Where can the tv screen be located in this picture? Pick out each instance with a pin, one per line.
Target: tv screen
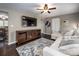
(29, 21)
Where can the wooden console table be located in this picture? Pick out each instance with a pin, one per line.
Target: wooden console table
(27, 35)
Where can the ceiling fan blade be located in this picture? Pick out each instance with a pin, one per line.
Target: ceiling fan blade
(42, 12)
(39, 9)
(52, 8)
(48, 11)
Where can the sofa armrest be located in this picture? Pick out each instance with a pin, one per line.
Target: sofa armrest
(52, 52)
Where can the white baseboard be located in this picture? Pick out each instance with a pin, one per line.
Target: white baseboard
(12, 43)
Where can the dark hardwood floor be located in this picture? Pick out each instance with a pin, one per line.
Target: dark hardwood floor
(7, 50)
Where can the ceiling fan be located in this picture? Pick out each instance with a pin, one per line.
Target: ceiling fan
(46, 9)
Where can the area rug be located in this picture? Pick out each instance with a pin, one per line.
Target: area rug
(34, 48)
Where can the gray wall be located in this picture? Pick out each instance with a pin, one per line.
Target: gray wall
(71, 21)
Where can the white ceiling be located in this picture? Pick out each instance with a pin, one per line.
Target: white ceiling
(61, 8)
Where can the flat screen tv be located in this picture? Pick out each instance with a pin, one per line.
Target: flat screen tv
(28, 21)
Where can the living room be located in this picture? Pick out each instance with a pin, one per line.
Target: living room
(31, 31)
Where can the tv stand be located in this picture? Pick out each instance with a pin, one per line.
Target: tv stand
(27, 35)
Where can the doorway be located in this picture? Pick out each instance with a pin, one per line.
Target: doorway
(3, 28)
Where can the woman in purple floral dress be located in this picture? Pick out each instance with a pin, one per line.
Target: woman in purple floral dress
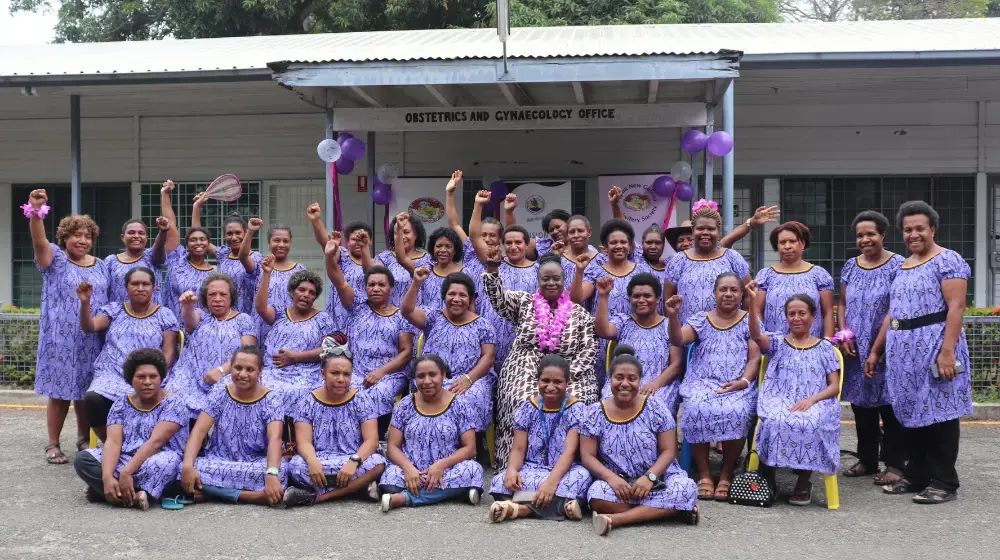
(432, 445)
(928, 372)
(65, 364)
(798, 408)
(543, 478)
(212, 338)
(147, 430)
(720, 396)
(242, 462)
(127, 326)
(336, 435)
(864, 301)
(629, 445)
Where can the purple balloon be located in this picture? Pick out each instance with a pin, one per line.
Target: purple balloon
(720, 143)
(381, 194)
(353, 148)
(664, 186)
(694, 141)
(685, 192)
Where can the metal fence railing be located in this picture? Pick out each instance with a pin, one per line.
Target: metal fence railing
(19, 343)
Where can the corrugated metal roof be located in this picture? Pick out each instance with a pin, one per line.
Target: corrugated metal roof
(253, 54)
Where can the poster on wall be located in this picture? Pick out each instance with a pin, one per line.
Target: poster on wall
(641, 206)
(423, 198)
(535, 199)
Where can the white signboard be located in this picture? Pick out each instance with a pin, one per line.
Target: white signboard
(535, 199)
(660, 115)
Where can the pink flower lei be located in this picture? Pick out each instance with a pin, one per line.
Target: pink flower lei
(551, 324)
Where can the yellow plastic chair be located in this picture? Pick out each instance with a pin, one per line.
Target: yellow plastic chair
(830, 480)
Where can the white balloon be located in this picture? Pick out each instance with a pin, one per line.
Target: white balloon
(328, 150)
(681, 171)
(388, 173)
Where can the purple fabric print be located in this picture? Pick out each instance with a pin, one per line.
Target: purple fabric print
(630, 449)
(246, 282)
(399, 274)
(295, 336)
(652, 349)
(65, 363)
(182, 276)
(807, 440)
(719, 356)
(117, 269)
(867, 303)
(460, 346)
(782, 285)
(137, 424)
(695, 279)
(374, 341)
(211, 345)
(537, 466)
(917, 398)
(430, 438)
(336, 436)
(236, 454)
(126, 333)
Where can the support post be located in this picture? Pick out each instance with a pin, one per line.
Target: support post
(728, 172)
(74, 152)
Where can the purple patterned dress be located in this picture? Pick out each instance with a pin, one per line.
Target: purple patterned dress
(336, 436)
(374, 341)
(182, 276)
(630, 449)
(695, 279)
(782, 285)
(137, 424)
(211, 345)
(117, 269)
(236, 455)
(917, 398)
(867, 303)
(537, 466)
(127, 332)
(246, 282)
(807, 440)
(652, 349)
(65, 363)
(401, 277)
(461, 346)
(719, 356)
(296, 336)
(428, 439)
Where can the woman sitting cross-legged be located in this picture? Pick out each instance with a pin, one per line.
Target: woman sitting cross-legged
(432, 445)
(629, 444)
(543, 478)
(336, 432)
(146, 434)
(798, 409)
(242, 462)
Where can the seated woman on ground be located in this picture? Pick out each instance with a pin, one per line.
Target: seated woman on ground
(646, 484)
(146, 435)
(336, 435)
(242, 462)
(432, 445)
(543, 478)
(798, 409)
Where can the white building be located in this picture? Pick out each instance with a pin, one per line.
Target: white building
(830, 119)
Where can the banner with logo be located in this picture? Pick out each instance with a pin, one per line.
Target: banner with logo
(423, 198)
(639, 203)
(535, 199)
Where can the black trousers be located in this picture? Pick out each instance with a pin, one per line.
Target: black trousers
(933, 452)
(866, 421)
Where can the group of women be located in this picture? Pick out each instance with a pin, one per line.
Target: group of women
(585, 360)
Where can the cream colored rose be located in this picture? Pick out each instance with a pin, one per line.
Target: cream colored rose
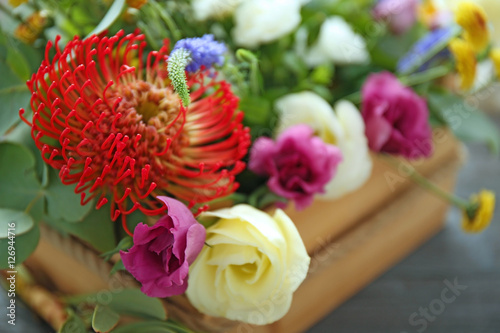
(263, 21)
(205, 9)
(336, 43)
(343, 127)
(252, 267)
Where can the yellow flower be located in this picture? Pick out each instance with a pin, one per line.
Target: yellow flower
(15, 3)
(427, 12)
(495, 57)
(465, 60)
(473, 19)
(483, 213)
(29, 31)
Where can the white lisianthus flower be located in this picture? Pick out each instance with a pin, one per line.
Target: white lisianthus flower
(263, 21)
(343, 127)
(253, 265)
(337, 43)
(205, 9)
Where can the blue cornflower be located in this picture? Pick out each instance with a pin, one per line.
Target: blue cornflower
(426, 48)
(203, 51)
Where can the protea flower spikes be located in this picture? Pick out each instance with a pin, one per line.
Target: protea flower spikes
(115, 128)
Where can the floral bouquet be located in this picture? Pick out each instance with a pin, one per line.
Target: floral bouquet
(169, 135)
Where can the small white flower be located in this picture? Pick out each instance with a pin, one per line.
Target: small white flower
(205, 9)
(336, 43)
(343, 127)
(263, 21)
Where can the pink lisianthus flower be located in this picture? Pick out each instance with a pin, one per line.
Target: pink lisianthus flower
(298, 164)
(400, 15)
(162, 253)
(396, 118)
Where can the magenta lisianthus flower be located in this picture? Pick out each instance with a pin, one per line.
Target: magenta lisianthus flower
(298, 164)
(400, 15)
(162, 253)
(396, 118)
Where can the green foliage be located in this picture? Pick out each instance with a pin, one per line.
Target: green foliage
(111, 16)
(104, 319)
(23, 238)
(467, 122)
(130, 302)
(73, 324)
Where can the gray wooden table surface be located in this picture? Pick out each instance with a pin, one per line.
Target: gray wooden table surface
(415, 288)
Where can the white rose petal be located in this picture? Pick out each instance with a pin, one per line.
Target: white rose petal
(253, 265)
(343, 127)
(338, 43)
(263, 21)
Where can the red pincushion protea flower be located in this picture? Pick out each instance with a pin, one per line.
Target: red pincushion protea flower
(116, 128)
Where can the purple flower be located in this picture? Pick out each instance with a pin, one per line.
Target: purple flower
(429, 48)
(162, 253)
(400, 15)
(203, 51)
(396, 118)
(298, 164)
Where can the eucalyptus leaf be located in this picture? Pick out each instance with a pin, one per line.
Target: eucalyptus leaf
(22, 221)
(23, 244)
(111, 16)
(467, 122)
(96, 228)
(73, 325)
(19, 185)
(152, 327)
(104, 319)
(18, 63)
(62, 201)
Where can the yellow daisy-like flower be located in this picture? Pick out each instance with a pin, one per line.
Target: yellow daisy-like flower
(472, 18)
(495, 57)
(483, 214)
(427, 12)
(465, 59)
(15, 3)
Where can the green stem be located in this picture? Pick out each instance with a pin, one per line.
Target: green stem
(9, 12)
(426, 76)
(430, 186)
(33, 202)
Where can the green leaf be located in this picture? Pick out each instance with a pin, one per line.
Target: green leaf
(23, 222)
(104, 319)
(62, 201)
(119, 266)
(18, 64)
(19, 184)
(124, 244)
(96, 229)
(467, 123)
(111, 16)
(127, 302)
(73, 325)
(152, 327)
(24, 245)
(134, 303)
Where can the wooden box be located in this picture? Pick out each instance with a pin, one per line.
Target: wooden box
(351, 241)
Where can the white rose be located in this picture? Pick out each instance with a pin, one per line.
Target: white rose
(205, 9)
(343, 127)
(336, 43)
(253, 265)
(263, 21)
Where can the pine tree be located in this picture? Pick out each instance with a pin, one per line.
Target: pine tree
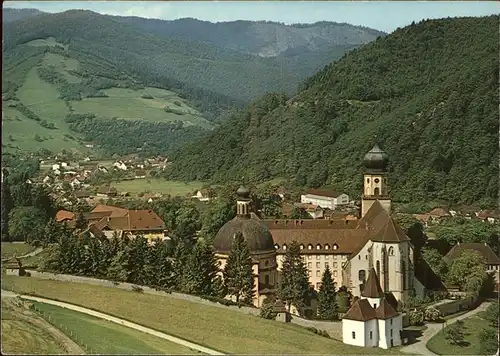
(294, 285)
(238, 273)
(202, 270)
(327, 304)
(7, 205)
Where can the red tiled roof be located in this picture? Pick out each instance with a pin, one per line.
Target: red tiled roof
(482, 248)
(64, 215)
(439, 212)
(361, 310)
(323, 193)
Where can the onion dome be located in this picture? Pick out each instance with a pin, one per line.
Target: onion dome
(376, 159)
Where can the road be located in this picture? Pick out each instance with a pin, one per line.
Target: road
(117, 321)
(420, 347)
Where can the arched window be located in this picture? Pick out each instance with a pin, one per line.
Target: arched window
(403, 271)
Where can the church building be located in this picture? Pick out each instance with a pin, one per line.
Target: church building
(349, 248)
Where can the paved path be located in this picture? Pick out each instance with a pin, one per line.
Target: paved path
(420, 347)
(122, 322)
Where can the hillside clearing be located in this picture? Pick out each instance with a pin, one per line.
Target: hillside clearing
(155, 185)
(20, 336)
(105, 337)
(225, 330)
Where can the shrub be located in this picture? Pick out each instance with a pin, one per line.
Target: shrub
(137, 289)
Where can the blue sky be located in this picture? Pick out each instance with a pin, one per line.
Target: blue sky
(385, 16)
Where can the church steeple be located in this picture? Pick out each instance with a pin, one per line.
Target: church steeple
(243, 202)
(375, 185)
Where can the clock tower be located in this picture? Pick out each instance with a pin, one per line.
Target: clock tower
(375, 180)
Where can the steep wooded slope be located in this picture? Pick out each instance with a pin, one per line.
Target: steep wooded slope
(428, 93)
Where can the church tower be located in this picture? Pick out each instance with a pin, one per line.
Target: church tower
(375, 180)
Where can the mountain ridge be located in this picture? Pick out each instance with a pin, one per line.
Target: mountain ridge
(426, 91)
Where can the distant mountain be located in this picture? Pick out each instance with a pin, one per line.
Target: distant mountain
(428, 93)
(9, 15)
(263, 38)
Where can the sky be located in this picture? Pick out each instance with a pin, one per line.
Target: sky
(384, 16)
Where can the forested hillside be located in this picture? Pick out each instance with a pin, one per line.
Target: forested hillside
(427, 93)
(263, 38)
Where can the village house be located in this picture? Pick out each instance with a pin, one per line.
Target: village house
(372, 321)
(110, 221)
(325, 198)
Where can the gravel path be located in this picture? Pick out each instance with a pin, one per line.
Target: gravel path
(125, 323)
(420, 347)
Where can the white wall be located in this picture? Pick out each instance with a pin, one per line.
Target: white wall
(371, 325)
(348, 326)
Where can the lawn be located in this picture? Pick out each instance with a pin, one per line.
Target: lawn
(225, 330)
(10, 248)
(19, 336)
(473, 326)
(130, 105)
(155, 185)
(105, 337)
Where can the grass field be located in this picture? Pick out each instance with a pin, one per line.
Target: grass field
(473, 326)
(222, 329)
(19, 336)
(153, 185)
(9, 249)
(128, 104)
(105, 337)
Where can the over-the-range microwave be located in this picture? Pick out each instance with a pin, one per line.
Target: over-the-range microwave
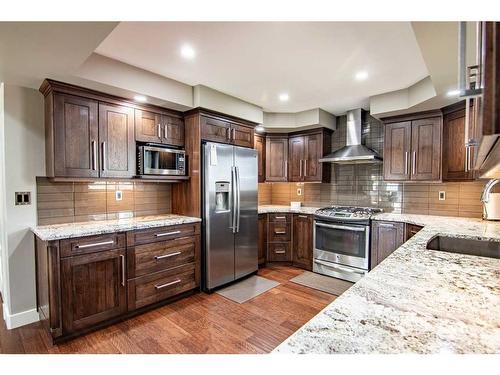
(158, 160)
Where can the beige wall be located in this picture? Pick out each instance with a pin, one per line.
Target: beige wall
(23, 152)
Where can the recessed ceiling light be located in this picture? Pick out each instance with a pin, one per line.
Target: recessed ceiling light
(140, 98)
(361, 76)
(187, 51)
(284, 97)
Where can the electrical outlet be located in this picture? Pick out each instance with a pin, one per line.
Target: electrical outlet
(118, 195)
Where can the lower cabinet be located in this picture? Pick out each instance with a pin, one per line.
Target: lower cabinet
(302, 244)
(84, 283)
(386, 237)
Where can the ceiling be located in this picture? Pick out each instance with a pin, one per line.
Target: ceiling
(314, 62)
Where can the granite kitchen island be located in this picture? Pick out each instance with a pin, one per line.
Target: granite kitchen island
(416, 300)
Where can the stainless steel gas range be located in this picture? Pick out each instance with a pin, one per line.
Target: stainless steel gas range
(342, 241)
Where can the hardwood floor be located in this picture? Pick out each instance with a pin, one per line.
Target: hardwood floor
(202, 323)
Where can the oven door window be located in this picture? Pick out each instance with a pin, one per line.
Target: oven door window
(159, 161)
(342, 239)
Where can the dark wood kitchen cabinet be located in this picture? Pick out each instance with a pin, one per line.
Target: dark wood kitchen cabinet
(458, 159)
(386, 237)
(116, 141)
(93, 289)
(277, 158)
(305, 150)
(412, 147)
(260, 146)
(156, 127)
(302, 244)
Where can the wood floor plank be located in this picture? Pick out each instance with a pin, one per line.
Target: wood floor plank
(201, 323)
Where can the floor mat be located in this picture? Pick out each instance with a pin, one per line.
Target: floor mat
(247, 289)
(324, 283)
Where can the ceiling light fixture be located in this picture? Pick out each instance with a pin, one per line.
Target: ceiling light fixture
(140, 98)
(453, 93)
(284, 97)
(361, 76)
(188, 52)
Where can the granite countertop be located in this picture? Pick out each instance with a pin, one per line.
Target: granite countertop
(89, 228)
(271, 208)
(416, 300)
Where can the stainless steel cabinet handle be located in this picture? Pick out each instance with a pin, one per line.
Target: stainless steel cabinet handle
(167, 233)
(158, 257)
(414, 163)
(406, 162)
(94, 244)
(94, 155)
(168, 284)
(345, 227)
(103, 155)
(122, 259)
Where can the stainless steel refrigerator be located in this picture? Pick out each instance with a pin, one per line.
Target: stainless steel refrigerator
(230, 224)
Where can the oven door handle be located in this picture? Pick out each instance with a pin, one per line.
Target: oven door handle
(345, 227)
(341, 268)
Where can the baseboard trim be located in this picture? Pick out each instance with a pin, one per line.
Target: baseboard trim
(19, 319)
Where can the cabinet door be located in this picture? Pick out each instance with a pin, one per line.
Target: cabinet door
(260, 146)
(455, 154)
(173, 130)
(116, 140)
(296, 159)
(147, 126)
(302, 248)
(215, 130)
(397, 142)
(262, 238)
(313, 151)
(93, 289)
(276, 159)
(242, 135)
(426, 149)
(386, 237)
(75, 136)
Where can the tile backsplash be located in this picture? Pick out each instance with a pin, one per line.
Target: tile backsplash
(69, 202)
(363, 185)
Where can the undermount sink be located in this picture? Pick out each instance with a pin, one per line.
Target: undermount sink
(490, 249)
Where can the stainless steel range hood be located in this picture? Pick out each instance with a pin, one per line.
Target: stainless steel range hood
(354, 152)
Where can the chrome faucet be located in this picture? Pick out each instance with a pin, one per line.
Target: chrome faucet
(485, 195)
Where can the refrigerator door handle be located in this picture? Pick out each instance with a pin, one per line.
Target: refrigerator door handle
(238, 200)
(234, 199)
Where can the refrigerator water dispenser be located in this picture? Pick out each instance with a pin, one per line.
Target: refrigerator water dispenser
(221, 196)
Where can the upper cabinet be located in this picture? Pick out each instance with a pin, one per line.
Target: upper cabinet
(153, 127)
(277, 158)
(412, 148)
(260, 146)
(224, 130)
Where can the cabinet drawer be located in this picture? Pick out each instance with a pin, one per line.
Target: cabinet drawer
(280, 232)
(139, 237)
(158, 286)
(280, 218)
(92, 244)
(160, 256)
(279, 252)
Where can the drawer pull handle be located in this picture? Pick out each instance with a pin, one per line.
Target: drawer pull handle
(167, 233)
(158, 257)
(168, 284)
(94, 244)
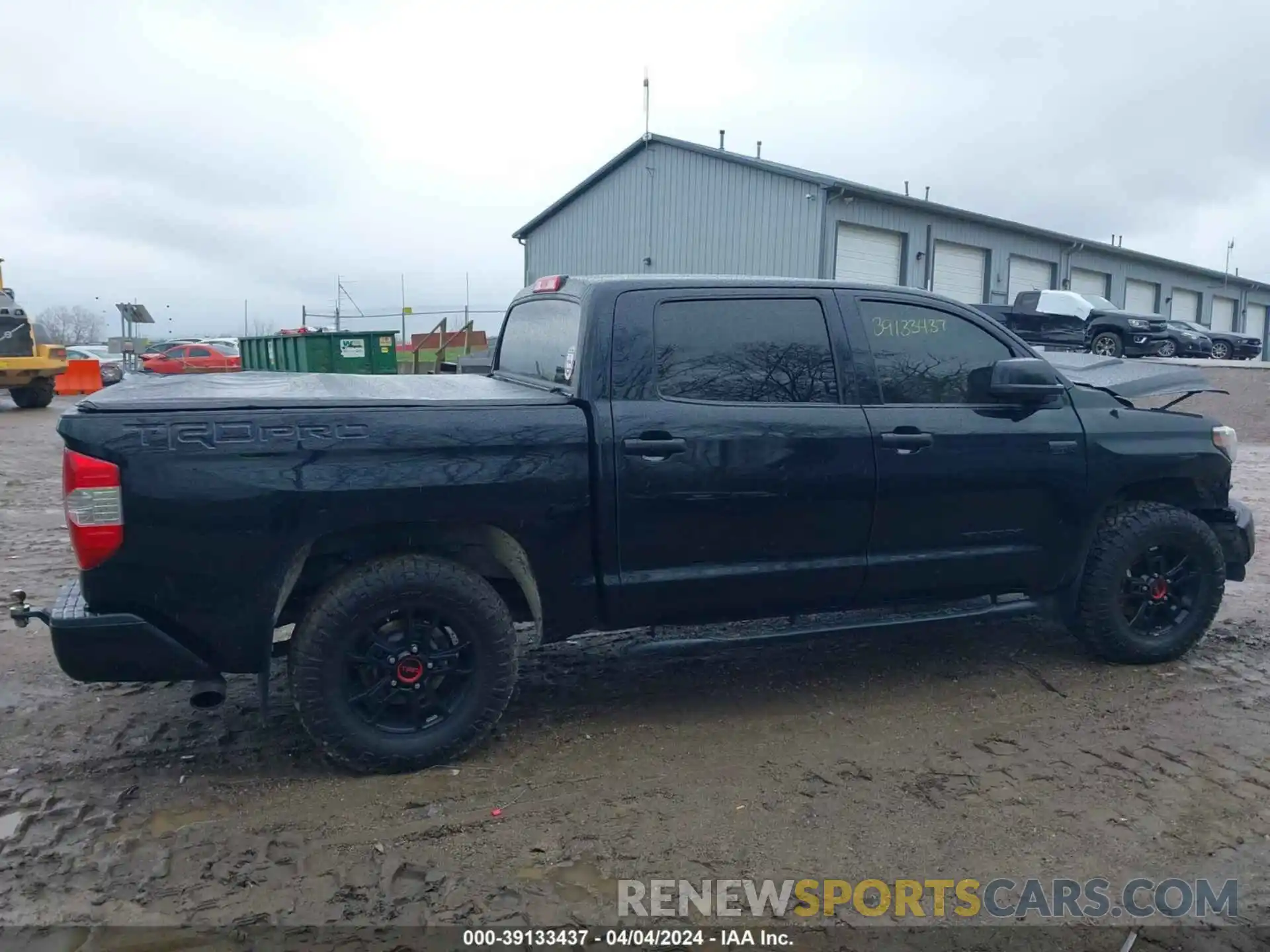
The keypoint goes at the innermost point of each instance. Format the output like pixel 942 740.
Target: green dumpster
pixel 362 352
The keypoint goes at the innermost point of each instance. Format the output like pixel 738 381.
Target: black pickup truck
pixel 1071 321
pixel 647 450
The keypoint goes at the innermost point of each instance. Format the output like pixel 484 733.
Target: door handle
pixel 654 448
pixel 908 442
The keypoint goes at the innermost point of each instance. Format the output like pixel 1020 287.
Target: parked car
pixel 1185 340
pixel 112 371
pixel 646 451
pixel 1067 320
pixel 1227 346
pixel 192 358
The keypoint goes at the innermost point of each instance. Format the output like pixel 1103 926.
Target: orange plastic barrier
pixel 80 377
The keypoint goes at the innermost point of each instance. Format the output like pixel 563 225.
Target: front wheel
pixel 403 663
pixel 1152 584
pixel 38 393
pixel 1107 344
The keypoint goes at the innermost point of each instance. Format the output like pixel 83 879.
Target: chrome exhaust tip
pixel 208 694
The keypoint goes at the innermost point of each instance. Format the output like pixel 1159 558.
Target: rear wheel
pixel 1107 344
pixel 403 663
pixel 1152 584
pixel 38 393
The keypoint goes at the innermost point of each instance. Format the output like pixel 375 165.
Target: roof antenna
pixel 647 134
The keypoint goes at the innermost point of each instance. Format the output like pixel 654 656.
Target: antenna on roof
pixel 647 134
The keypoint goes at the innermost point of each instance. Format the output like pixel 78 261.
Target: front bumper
pixel 1143 344
pixel 102 648
pixel 1238 532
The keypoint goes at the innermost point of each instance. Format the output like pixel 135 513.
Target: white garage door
pixel 1256 324
pixel 1029 274
pixel 1086 282
pixel 1184 306
pixel 1223 314
pixel 868 254
pixel 1140 296
pixel 959 272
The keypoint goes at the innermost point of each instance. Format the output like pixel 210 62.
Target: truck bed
pixel 255 390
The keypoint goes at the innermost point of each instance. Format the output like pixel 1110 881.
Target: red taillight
pixel 553 282
pixel 95 508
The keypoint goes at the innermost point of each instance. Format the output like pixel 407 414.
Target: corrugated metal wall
pixel 673 211
pixel 1002 243
pixel 689 214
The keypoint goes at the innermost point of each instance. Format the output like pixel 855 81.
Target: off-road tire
pixel 1111 342
pixel 34 395
pixel 1097 619
pixel 321 637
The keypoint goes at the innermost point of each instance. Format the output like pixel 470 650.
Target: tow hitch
pixel 21 612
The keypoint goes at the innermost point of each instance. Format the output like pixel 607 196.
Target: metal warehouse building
pixel 667 206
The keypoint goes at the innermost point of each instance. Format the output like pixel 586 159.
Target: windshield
pixel 540 340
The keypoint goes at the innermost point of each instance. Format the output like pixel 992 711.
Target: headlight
pixel 1226 440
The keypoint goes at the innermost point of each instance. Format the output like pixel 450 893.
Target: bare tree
pixel 71 325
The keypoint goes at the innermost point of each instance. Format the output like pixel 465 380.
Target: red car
pixel 192 358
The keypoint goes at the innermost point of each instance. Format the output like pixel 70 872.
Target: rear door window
pixel 745 350
pixel 925 356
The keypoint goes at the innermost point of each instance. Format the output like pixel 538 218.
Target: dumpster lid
pixel 263 390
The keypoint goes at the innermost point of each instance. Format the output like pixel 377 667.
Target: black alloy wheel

+--

_WHAT YOU NEED TO DO_
Repeat, without change, each line of the data above from the one that contains "Target: rear door window" through the final line, counting both.

_SOLUTION TO THIS TASK_
Target: rear door window
pixel 745 350
pixel 925 356
The keypoint goes at the innermost point of each instance. Format the output like pixel 538 218.
Target: dumpster lid
pixel 263 390
The keypoint goes at the innermost point of each instance. Format the output like pixel 377 667.
Target: black alloy wheel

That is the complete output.